-- Record extracts follows --
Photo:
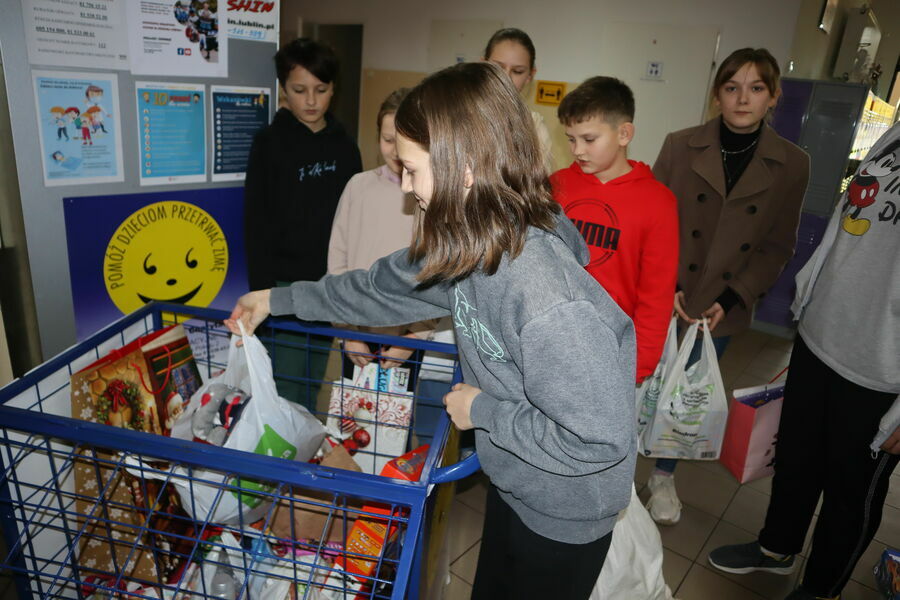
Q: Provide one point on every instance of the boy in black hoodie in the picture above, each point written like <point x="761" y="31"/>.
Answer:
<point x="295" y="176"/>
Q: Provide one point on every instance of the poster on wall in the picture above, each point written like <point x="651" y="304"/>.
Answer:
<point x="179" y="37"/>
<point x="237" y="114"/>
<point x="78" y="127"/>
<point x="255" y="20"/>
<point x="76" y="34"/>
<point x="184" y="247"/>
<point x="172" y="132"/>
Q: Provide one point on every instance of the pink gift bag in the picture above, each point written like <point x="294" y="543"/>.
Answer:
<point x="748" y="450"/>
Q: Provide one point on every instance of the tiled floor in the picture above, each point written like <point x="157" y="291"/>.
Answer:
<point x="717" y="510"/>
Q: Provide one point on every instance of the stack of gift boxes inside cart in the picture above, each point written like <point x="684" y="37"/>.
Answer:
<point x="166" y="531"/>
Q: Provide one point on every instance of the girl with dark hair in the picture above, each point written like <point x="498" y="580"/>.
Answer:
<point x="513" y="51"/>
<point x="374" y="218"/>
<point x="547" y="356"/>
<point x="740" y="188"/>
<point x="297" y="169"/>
-- Record extracts concluded --
# What this task involves
Give back the data exactly, with no images.

# Solved exercise
Photo:
Q: Provide one point on every instance of the boy in black hoodie in the picture above, each point written like <point x="761" y="31"/>.
Answer:
<point x="295" y="176"/>
Q: Provide one point on every instance of the poster on wall in the picture above, each point written like <point x="651" y="304"/>.
Answer:
<point x="179" y="37"/>
<point x="237" y="114"/>
<point x="78" y="127"/>
<point x="255" y="20"/>
<point x="76" y="34"/>
<point x="184" y="247"/>
<point x="172" y="132"/>
Q: Provide one point on every instance of the pink gift bag in the picture above, each point written like <point x="294" y="543"/>.
Answer:
<point x="748" y="450"/>
Q: Provide one point on every instance of the tiled floor in the picture above, each point written like <point x="157" y="291"/>.
Answer:
<point x="717" y="510"/>
Q: Provide one point on every instance of the stack of gift boxes inside cart in the picture above, each point written like <point x="684" y="37"/>.
Answer:
<point x="166" y="531"/>
Q: Provide one point on every instance of the girl with dark hair in the picture above, each point written like <point x="498" y="580"/>.
Answer:
<point x="513" y="51"/>
<point x="374" y="218"/>
<point x="547" y="356"/>
<point x="740" y="188"/>
<point x="297" y="169"/>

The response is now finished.